Direction. Please pick out and copy each line of the entries below that contains the word "pumpkin". Letter case matters.

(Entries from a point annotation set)
▼

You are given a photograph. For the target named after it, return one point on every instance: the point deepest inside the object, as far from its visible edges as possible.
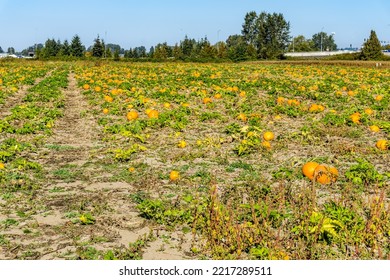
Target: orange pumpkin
(324, 174)
(132, 115)
(174, 175)
(207, 100)
(268, 136)
(152, 114)
(309, 168)
(382, 144)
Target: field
(104, 160)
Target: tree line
(263, 36)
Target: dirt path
(75, 184)
(15, 99)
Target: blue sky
(135, 23)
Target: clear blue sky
(132, 23)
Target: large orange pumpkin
(309, 168)
(325, 174)
(132, 115)
(152, 114)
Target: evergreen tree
(65, 48)
(177, 52)
(98, 48)
(237, 48)
(187, 46)
(117, 55)
(51, 48)
(301, 44)
(372, 49)
(76, 48)
(11, 50)
(323, 42)
(268, 33)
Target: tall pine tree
(372, 49)
(98, 48)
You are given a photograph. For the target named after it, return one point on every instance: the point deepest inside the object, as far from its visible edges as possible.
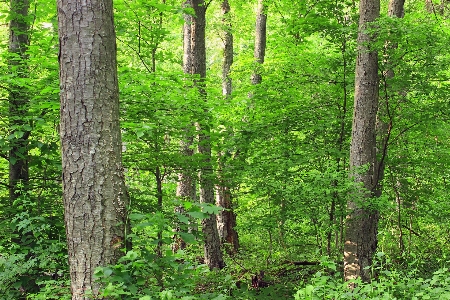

▲

The response.
Target: orange pumpkin
Target: large orange pumpkin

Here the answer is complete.